• **Work required**
Your answer must be an exact copy of the records, with no pictures included.

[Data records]
· · · · ·

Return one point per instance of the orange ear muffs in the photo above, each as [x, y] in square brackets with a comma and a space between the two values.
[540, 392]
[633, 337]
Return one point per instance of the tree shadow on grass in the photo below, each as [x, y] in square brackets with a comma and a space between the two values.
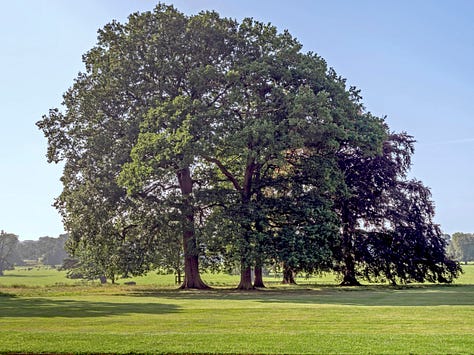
[49, 308]
[373, 295]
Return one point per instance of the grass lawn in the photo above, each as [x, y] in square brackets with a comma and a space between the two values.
[64, 316]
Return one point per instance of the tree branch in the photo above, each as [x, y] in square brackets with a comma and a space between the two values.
[224, 171]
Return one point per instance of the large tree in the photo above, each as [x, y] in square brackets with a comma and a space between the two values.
[8, 252]
[461, 246]
[387, 223]
[139, 69]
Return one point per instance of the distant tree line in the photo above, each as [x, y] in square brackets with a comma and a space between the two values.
[45, 251]
[197, 142]
[461, 247]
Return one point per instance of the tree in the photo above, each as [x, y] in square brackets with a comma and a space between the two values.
[387, 221]
[8, 243]
[461, 247]
[136, 70]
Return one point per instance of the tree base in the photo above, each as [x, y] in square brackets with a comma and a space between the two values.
[350, 280]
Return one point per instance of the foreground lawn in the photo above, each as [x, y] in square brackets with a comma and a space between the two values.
[292, 320]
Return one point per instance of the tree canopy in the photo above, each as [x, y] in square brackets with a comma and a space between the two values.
[201, 138]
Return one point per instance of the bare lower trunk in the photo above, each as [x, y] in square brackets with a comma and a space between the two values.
[258, 282]
[348, 273]
[245, 278]
[192, 278]
[288, 275]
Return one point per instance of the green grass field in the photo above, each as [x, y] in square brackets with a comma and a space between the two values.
[43, 312]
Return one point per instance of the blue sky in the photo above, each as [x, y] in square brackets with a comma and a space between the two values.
[412, 59]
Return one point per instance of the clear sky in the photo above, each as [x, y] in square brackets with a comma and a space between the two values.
[412, 59]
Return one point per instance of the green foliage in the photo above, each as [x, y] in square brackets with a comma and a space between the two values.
[200, 139]
[8, 252]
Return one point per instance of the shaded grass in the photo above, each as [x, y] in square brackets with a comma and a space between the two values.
[314, 318]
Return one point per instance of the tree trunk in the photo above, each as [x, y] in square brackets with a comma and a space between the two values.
[192, 278]
[245, 277]
[288, 275]
[258, 282]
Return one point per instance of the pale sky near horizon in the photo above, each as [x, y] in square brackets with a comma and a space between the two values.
[412, 60]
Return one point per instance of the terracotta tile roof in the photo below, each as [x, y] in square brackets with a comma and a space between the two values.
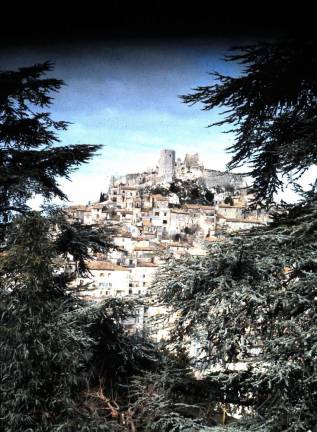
[199, 206]
[105, 265]
[244, 221]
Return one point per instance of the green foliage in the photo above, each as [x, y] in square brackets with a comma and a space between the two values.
[30, 162]
[187, 191]
[252, 301]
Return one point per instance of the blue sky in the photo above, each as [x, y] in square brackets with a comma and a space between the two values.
[125, 95]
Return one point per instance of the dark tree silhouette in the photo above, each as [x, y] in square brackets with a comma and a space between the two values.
[272, 109]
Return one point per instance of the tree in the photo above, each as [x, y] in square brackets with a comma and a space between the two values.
[272, 110]
[30, 161]
[49, 337]
[250, 303]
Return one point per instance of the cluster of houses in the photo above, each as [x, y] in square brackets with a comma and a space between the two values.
[151, 227]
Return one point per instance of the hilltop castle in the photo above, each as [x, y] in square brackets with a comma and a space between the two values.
[191, 168]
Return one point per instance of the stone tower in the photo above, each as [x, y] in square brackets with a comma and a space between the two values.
[167, 165]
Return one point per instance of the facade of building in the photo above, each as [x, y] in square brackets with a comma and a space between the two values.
[151, 228]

· · · · ·

• **Answer space**
Return one point per instance of the orange ear muffs in the photo above, each as [x, y] in square brackets with a comma and a space between the two values.
[540, 392]
[633, 337]
Return one point per instance of the tree shadow on grass in the photo below, each as [x, y] in square brackets with a comma and a space between the two values.
[49, 308]
[373, 295]
Return one point per instance of the grass lawn in the photo above, each as [x, y] in square brackets with a comma and a space between the two values.
[64, 316]
Return one point per instance of the tree branch in the photo above, each as [x, y] in square brackets with a comma and a space between the two values.
[224, 171]
Return one point per instance of the large tree in the photo above, each as [x, y] in square brackets with a comma and a space between the two values.
[8, 252]
[461, 246]
[387, 223]
[139, 69]
Return one point per instance of the distant tree line in the photo above, each as [x, y] in square brackets with a comma and a space between the two values.
[45, 251]
[197, 142]
[461, 247]
Return one point per instance of the tree in the photo above, each as [x, y] in square brackets with a comma and a space between the two values.
[387, 221]
[8, 243]
[461, 247]
[136, 70]
Return one point per instance of the tree base in the photo above, each as [x, y] in square brackets with a comma and a space between the two values.
[350, 280]
Return one point per instance of the foreground lawn in the photo above, each as [x, y] in square brackets with a comma and a space between the two values.
[292, 320]
Return one point per instance of the tree canopy in the photo above, each as [x, y] in square brackets with a comma and a space between the two values.
[201, 138]
Return one point per instance of the bare lower trunk in the photo above, each as [x, y] in square brackets with a comma and a space between the two values.
[258, 282]
[348, 273]
[245, 278]
[192, 278]
[288, 275]
Return one point per instance of the green grass field in the photo above, each as [x, y] in square brackets with a comma and a space between the two values.
[43, 312]
Return one point per instance of the blue sky in the photo above, each as [x, y] in square brackets with a comma and a space between the two values.
[412, 59]
Return one point per instance of the clear sky in the photo above, each as [x, y] in square brackets with a comma and a space between the two values.
[412, 59]
Return one point per instance of the green foliage in the photo above, each as [x, y] in square brackets with a comma and a space between the two values.
[200, 139]
[8, 252]
Return one point per instance of the shaded grass in the photo above, each as [x, y] in square brackets with a comma and a space between the two values.
[314, 318]
Return one point per instance of the tree trunk in the photo above, each as [x, y] in square brackets with a comma and a space between the two values.
[192, 278]
[245, 277]
[288, 275]
[258, 282]
Return one point per instance of the pale sky near horizon in the photo above, each as [x, y] in square brackets with a comma and a space between the two values.
[412, 60]
Return one point per instance of the terracotta tile roof in the photo below, each as [x, y] in square brackets with a comma and a space between the two values.
[199, 206]
[105, 265]
[244, 221]
Return one point per instance of the green foliage in the photo above, each as [x, y] in square brackets with a comma and a space between the two values.
[30, 162]
[187, 191]
[252, 301]
Return one point per instance of the blue sky in the photo above, each as [x, y] in square brackets with a comma and a space between the two values.
[125, 95]
Return one point per instance of the dark tree silhouette in the photo above, each as [x, y] in square brackets with a comma and a space between the two values.
[272, 109]
Return one point per instance of the tree in the photo above, each as [x, y] in square brackets with a comma and a space between the two values.
[272, 110]
[30, 161]
[49, 337]
[250, 303]
Return one point per instance of the cluster of houses in the photo above, each as [x, y] in square brackets with a comma and a space between the two values.
[151, 227]
Return one point per instance of the hilltop castle in the photo above, each as [x, y] in square brackets with a comma and a space between the two values.
[191, 168]
Return one point per instance of the stone tower in the photo above, each as [x, y] in square brackets with a comma and a space between the two values.
[167, 165]
Return one point per instance of the facade of building in the photo above, each as [x, y] in square brackets with a comma and a space between the two values.
[151, 228]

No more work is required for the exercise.